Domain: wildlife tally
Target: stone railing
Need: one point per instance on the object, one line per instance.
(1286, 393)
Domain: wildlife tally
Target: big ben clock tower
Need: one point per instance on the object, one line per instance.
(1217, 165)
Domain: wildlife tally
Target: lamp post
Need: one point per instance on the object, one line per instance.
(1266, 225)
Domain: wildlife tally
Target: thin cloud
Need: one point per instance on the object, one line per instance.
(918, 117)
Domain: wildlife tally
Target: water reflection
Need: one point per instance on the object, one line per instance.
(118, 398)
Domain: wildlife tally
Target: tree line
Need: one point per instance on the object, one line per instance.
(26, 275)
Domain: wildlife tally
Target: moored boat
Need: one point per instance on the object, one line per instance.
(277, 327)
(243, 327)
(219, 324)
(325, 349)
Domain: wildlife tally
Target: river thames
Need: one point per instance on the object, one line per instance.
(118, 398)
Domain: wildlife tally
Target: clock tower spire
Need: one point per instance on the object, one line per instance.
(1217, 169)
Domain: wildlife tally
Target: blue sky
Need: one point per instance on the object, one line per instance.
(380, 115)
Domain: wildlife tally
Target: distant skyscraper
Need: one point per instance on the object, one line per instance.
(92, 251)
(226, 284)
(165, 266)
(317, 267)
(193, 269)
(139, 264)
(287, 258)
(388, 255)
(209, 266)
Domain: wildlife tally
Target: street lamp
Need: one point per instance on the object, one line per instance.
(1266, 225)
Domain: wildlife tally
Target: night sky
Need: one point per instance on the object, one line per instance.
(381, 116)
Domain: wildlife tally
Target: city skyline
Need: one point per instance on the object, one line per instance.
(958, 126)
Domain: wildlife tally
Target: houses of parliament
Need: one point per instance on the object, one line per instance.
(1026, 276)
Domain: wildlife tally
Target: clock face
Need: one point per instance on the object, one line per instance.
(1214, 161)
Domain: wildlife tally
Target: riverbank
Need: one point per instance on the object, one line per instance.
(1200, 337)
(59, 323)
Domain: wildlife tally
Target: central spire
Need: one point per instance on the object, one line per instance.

• **THE REQUEST**:
Faithfully copy every entry, leaving nothing out.

• **EXPECTED ANSWER**:
Domain: wildlife tally
Target: stone railing
Need: one point per instance on the object, one line per instance.
(1286, 393)
Domain: wildlife tally
Target: big ben clock tower
Need: one point per instance on the object, one line per instance.
(1217, 165)
Domain: wildlife tally
Target: lamp post
Need: one point per instance on the object, one line per instance.
(1266, 225)
Domain: wildlife tally
Target: thin cloud
Need: one point per instance on the object, one line per instance.
(918, 117)
Domain: wildlife tally
Target: water reflection
Need: one point per instance on the object, one line per instance.
(118, 398)
Domain: wildlife tally
Target: tree line
Need: one point per instance on the object, one line per instance.
(26, 275)
Domain: wildlife tally
Target: moored boat
Need: one point per instance on the object, one line per instance.
(277, 327)
(243, 327)
(219, 324)
(325, 349)
Domain: wildlife tally
Target: river thames
Need: one point per instance on the object, one line per instance.
(118, 398)
Domain: wildlife tally
Target: clock tower spire
Need: one point per instance on the object, one line per instance.
(1217, 169)
Domain: wildlife tally
Target: blue sky
Need: one point per instance on the object, one line per instance.
(380, 115)
Domain: wildlife tally
Target: distant skyscraper
Need: one point per instance on the object, one line per instance.
(92, 251)
(226, 284)
(165, 266)
(317, 267)
(193, 269)
(139, 264)
(287, 258)
(388, 255)
(209, 266)
Domain: wildlife tally
Target: street lamp
Need: one point per instance on the object, one line per instance.
(1266, 225)
Domain: wildlife tally
Target: night sky
Need: one point per instance on the object, one line per instance.
(381, 116)
Domain: wildlife tally
Target: city skyline
Need: one point per instance on the object, one line per instance.
(958, 126)
Domain: wildlife tally
Target: houses of parliament
Need: one point per instance on the object, one line per instance.
(1026, 276)
Domain: wildlife tally
Target: clock face
Need: one point per instance on the object, one line per instance.
(1214, 161)
Domain: wildlife tally
Target: riverbank
Need: one point per instance on the object, one line per instance.
(1200, 337)
(59, 323)
Domain: wildlife tally
Target: central spire
Need: one point per instance on the object, one line per instance.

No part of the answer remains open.